[Exercise description]
Set down exactly the lines from the one containing "Return the bounding" through the last line of the data below, and no others.

(Given data)

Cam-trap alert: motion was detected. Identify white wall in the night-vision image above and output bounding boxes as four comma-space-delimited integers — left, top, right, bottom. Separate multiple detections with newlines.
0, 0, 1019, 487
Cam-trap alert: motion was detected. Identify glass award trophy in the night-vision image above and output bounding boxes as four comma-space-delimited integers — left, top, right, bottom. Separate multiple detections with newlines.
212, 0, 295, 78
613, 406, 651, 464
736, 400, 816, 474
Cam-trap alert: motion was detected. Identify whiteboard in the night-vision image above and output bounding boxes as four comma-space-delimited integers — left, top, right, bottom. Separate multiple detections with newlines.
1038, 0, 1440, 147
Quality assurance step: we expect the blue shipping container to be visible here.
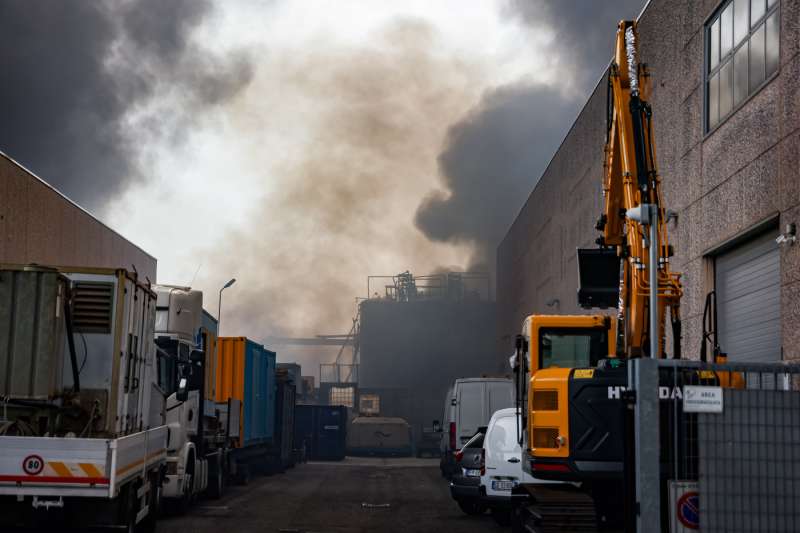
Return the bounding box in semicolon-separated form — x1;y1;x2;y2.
244;342;275;446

(End Given data)

[Response to this task]
Return the bounding box in semicolon-separated form — x1;y1;x2;y2.
244;342;275;446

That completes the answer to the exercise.